[TEXT SHOWN]
Methods and Results— The patch-clamp technique was used to measure action potential (AP) and ionic currents (Ito and ICa,L) from rat ventricular myocytes. During growth, AP duration measured at -20 and -50 mV (APD-20 and APD-50) decreased progressively in both groups; the process was significantly delayed in rats exposed prenatally to 150 ppm CO: At 4 weeks, APD-20 and APD-50 were 89.5±18.2 and 147.7±24.5 ms in CO (n=13) and 35.6±4.5 and 77.8±8.3 ms in control rats (Ctr; n=14; P<0.01 and P<0.05, respectively) and normalized at 8 weeks. At 4 weeks, the density of ICa,L was significantly higher (21.3±1.6 pA/pF, n=17, versus 15.9±1.6 pA/pF, n=22; P<0.05) and the density of Ito significantly lower (9.6±1.5, n=22, versus 15.2±2.2 pA/pF, n=19; P<0.01) in CO than in Ctr and normalized thereafter.

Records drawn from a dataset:
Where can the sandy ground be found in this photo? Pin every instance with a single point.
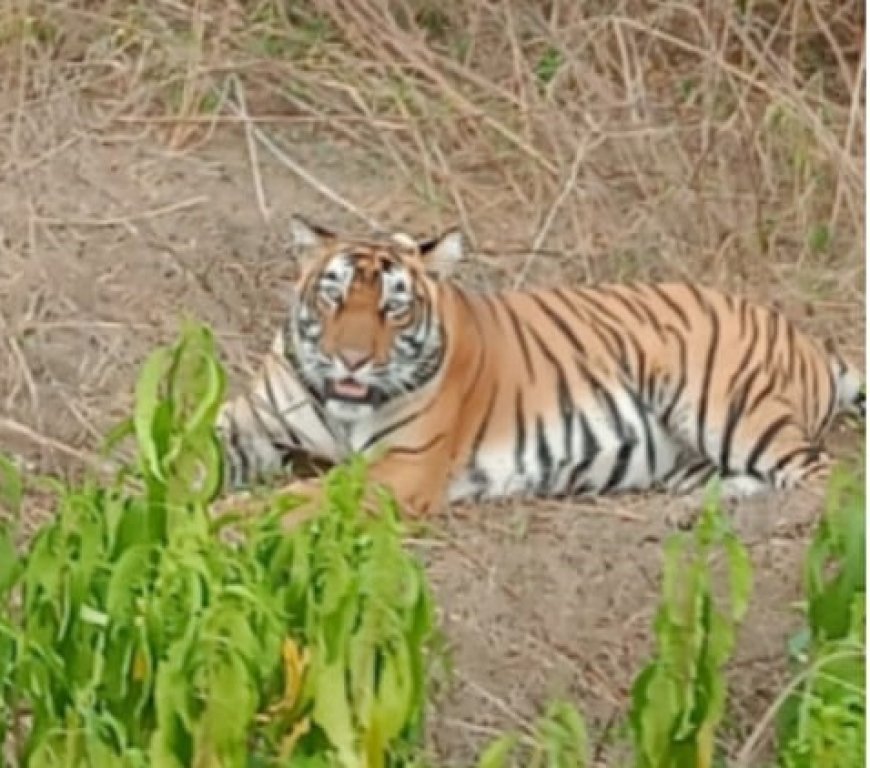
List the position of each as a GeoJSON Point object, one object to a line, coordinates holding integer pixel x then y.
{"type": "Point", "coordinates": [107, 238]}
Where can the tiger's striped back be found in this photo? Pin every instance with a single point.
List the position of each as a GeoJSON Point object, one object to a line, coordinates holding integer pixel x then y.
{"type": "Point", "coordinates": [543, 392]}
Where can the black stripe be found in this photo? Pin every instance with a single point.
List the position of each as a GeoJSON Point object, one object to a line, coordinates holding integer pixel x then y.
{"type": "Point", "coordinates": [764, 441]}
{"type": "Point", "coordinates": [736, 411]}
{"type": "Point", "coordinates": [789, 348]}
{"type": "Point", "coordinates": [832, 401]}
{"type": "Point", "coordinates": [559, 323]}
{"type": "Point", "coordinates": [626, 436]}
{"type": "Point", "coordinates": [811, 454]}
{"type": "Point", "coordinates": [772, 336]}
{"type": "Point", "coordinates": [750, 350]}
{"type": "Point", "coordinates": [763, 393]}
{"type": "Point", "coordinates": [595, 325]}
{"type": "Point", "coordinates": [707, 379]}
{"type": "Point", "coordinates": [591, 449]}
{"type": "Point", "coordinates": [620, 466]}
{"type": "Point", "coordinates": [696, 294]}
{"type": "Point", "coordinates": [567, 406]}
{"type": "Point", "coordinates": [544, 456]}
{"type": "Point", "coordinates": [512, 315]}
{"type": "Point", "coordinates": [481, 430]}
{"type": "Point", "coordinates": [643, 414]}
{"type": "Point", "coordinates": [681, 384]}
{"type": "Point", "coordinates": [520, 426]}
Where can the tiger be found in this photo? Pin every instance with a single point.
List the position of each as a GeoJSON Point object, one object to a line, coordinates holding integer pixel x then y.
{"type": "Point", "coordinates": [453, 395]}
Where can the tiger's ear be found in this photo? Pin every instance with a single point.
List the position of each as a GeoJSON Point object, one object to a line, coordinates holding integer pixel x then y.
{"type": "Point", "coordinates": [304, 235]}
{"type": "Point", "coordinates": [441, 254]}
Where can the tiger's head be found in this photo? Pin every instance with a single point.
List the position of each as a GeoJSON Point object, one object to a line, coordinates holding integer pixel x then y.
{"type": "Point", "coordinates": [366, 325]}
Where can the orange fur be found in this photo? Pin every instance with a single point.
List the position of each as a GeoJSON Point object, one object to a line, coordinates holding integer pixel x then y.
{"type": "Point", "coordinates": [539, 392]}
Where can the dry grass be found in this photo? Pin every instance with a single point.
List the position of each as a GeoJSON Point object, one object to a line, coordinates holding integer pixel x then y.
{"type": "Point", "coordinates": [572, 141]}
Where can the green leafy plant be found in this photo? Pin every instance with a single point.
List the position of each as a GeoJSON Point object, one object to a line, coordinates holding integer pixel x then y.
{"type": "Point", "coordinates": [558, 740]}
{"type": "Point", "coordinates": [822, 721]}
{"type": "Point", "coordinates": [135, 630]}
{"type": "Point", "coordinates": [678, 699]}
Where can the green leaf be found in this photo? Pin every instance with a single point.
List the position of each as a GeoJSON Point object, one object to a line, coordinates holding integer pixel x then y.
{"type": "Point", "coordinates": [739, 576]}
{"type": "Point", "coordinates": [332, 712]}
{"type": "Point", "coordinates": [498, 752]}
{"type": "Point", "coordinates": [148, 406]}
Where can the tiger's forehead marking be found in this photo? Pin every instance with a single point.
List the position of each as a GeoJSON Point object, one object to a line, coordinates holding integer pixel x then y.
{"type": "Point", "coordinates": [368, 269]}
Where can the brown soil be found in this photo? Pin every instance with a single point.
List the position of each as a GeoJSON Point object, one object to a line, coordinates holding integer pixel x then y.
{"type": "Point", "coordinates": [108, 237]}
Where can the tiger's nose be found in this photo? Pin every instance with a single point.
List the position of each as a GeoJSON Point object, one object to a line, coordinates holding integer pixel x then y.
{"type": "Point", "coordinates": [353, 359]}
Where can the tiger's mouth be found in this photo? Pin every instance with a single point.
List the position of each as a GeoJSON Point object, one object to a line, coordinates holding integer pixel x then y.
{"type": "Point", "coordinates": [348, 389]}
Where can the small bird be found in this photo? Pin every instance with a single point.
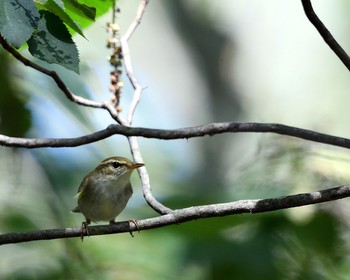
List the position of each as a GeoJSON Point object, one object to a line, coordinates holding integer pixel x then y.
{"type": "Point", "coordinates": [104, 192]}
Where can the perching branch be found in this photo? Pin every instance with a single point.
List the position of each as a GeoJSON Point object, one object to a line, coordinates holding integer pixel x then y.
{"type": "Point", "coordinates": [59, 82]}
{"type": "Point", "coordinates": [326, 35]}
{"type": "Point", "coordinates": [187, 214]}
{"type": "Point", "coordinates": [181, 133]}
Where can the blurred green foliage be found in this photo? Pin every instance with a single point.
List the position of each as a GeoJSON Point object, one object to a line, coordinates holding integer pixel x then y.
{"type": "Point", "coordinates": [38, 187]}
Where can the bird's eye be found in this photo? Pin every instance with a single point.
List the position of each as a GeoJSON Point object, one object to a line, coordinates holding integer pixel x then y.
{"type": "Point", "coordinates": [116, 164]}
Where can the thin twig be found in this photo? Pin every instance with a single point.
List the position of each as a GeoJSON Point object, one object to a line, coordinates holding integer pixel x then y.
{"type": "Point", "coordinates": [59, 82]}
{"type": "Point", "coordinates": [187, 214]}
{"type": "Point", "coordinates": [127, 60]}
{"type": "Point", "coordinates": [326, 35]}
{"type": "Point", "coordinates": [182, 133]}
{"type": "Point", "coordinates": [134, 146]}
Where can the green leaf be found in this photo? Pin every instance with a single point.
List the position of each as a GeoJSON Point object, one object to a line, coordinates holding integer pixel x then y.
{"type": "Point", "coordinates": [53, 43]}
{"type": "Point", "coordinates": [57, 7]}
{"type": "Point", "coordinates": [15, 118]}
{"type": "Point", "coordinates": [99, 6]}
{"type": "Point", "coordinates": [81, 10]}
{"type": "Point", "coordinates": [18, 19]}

[TO DO]
1/ Render this sentence from the excerpt on rat ventricular myocytes in Spanish: "The patch-clamp technique was used to measure action potential (AP) and ionic currents (Ito and ICa,L) from rat ventricular myocytes."
2/ In the excerpt on rat ventricular myocytes, rewrite the part between "Methods and Results—" and "and normalized thereafter.", inclusive, changing "progressively" to "gradually".

[RESPONSES FOR EACH TASK]
1/ Se utilizó la técnica de patch-clamp para medir el potencial de acción (AP) y las corrientes iónicas (Ito e ICa,L) en miocitos ventriculares de rata.

2/
Methods and Results— The patch-clamp technique was used to measure action potential (AP) and ionic currents (Ito and ICa,L) from rat ventricular myocytes. During growth, AP duration measured at -20 and -50 mV (APD-20 and APD-50) decreased gradually in both groups; the process was significantly delayed in rats exposed prenatally to 150 ppm CO: At 4 weeks, APD-20 and APD-50 were 89.5±18.2 and 147.7±24.5 ms in CO (n=13) and 35.6±4.5 and 77.8±8.3 ms in control rats (Ctr; n=14; P<0.01 and P<0.05, respectively) and normalized at 8 weeks. At 4 weeks, the density of ICa,L was significantly higher (21.3±1.6 pA/pF, n=17, versus 15.9±1.6 pA/pF, n=22; P<0.05) and the density of Ito significantly lower (9.6±1.5, n=22, versus 15.2±2.2 pA/pF, n=19; P<0.01) in CO than in Ctr and normalized thereafter.